## Stored records
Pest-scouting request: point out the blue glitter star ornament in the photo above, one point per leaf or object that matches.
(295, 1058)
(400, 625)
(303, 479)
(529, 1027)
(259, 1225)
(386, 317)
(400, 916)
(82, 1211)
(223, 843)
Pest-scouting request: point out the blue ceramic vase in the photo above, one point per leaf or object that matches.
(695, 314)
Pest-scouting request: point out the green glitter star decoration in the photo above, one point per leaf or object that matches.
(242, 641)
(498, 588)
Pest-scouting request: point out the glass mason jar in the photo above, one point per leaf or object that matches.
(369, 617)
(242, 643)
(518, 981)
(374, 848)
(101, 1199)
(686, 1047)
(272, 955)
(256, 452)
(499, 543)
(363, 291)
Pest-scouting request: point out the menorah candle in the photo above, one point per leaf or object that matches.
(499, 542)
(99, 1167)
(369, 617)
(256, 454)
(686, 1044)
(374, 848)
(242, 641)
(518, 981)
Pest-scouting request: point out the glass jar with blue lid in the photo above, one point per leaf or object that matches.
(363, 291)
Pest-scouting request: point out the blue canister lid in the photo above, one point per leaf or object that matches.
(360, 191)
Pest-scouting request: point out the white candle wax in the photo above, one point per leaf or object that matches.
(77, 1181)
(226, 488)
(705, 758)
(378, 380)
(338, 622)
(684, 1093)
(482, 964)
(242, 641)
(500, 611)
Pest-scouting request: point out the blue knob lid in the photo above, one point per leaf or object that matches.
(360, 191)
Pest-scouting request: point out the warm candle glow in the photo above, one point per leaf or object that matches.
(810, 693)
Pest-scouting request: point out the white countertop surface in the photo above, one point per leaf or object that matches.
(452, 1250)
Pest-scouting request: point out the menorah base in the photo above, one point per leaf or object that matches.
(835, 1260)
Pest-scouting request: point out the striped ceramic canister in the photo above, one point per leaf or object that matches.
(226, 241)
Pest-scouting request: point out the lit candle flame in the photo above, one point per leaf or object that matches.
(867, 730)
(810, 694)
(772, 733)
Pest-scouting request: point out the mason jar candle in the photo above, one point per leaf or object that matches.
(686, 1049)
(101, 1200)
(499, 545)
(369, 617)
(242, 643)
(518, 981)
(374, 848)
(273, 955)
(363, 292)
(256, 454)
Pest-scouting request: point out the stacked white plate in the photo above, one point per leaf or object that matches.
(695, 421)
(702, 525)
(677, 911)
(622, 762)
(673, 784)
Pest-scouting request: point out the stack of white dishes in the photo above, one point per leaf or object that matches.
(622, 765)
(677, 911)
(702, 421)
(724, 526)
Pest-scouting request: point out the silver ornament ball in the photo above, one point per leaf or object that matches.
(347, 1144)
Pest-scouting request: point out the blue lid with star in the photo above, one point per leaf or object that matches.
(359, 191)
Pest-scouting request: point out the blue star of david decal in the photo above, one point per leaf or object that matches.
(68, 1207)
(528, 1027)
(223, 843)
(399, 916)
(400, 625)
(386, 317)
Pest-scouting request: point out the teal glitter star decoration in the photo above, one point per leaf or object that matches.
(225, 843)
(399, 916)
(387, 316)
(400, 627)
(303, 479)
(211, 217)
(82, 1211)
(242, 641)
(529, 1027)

## Task details
Recite the full listing above exactly.

## Complete response
Pest-scouting request: point out the blue glitter star ornament in the photo above, one point per leaf or object that matches.
(295, 1058)
(400, 625)
(303, 479)
(529, 1027)
(259, 1225)
(386, 317)
(400, 916)
(82, 1211)
(223, 843)
Pest-scouting request: point out the blue ceramic vase in the photo above, one point per leaf or object that matches.
(695, 314)
Pest-scouting request: point out the green glitter star decoration in the photo above, one point per leaf or object that matches.
(242, 641)
(498, 588)
Pest-scouting request: point out the glass mason jar in the photo above, one point per leaf or object that matches.
(369, 617)
(242, 643)
(518, 981)
(374, 848)
(101, 1199)
(686, 1047)
(272, 955)
(256, 452)
(499, 543)
(363, 291)
Pest-scouting request: point out the menorah candle in the photo above, one point per leaf or object that matches.
(499, 542)
(99, 1167)
(369, 617)
(256, 454)
(686, 1044)
(374, 848)
(242, 641)
(518, 981)
Pest-scouting request: point out the glass jar with blue lid in the photo above, one point per leaf or object that matches.
(363, 291)
Pest-scouting request: point out the blue canister lid in the photo above, one point per leaf or object that matches.
(360, 191)
Pest-scouting request: point out the white candle wax in the photo above, one point per leaf or object that matches.
(77, 1181)
(226, 488)
(705, 758)
(378, 380)
(338, 622)
(684, 1093)
(482, 964)
(242, 641)
(500, 611)
Pest-scouting request: point out the blue knob lid in the photo above, one point per leaf or object that matches.
(360, 191)
Pest-scouting request: point out the warm candle glow in the photo above, one point per leaf or object that matches.
(810, 693)
Pest-scouting request: point out the white countertop surface in the photo above, one point per leaf or object that matches.
(452, 1250)
Pest-scouting request: point out the menorah base in the photo above, one point per leaf or object that matches.
(835, 1260)
Pest-scouting request: point out the striped ceramic canister in the photo above, one point per leaf or object that matches.
(226, 241)
Pest-scouting request: point out the lit candle flame in the photo above, one point per leaf or object that matches.
(867, 730)
(810, 694)
(772, 733)
Pest-scouting request: point out the mason jar candle in the photo above, one point per leaf or object that matches.
(686, 1049)
(101, 1200)
(499, 545)
(369, 617)
(242, 643)
(518, 981)
(374, 848)
(273, 955)
(363, 292)
(256, 454)
Pest-scouting request: point out the stacked white plate in the photo above, one point per leaf or object that matches.
(695, 421)
(702, 525)
(677, 911)
(622, 762)
(673, 784)
Pest-scouting request: point out the stack of white dishes in the photo above, one point per leaf or object that matches.
(622, 765)
(677, 911)
(702, 421)
(724, 526)
Pest-scouting request: point out the silver ornament ball in the photo above, one point per leaf or object that matches.
(347, 1144)
Pest-scouting request: point out the blue lid with star in the photo above, one point per leaf or object that matches.
(359, 191)
Pest-scouting request: point out the blue star of david decal in the photo above, one point per leaf or object that matches.
(68, 1207)
(528, 1027)
(223, 843)
(399, 916)
(400, 625)
(386, 317)
Pest-scouting request: point out the teal glitter star decoration in the photo above, one point per leaf or object that matches.
(225, 843)
(399, 916)
(387, 316)
(400, 627)
(303, 479)
(211, 217)
(82, 1211)
(242, 641)
(529, 1027)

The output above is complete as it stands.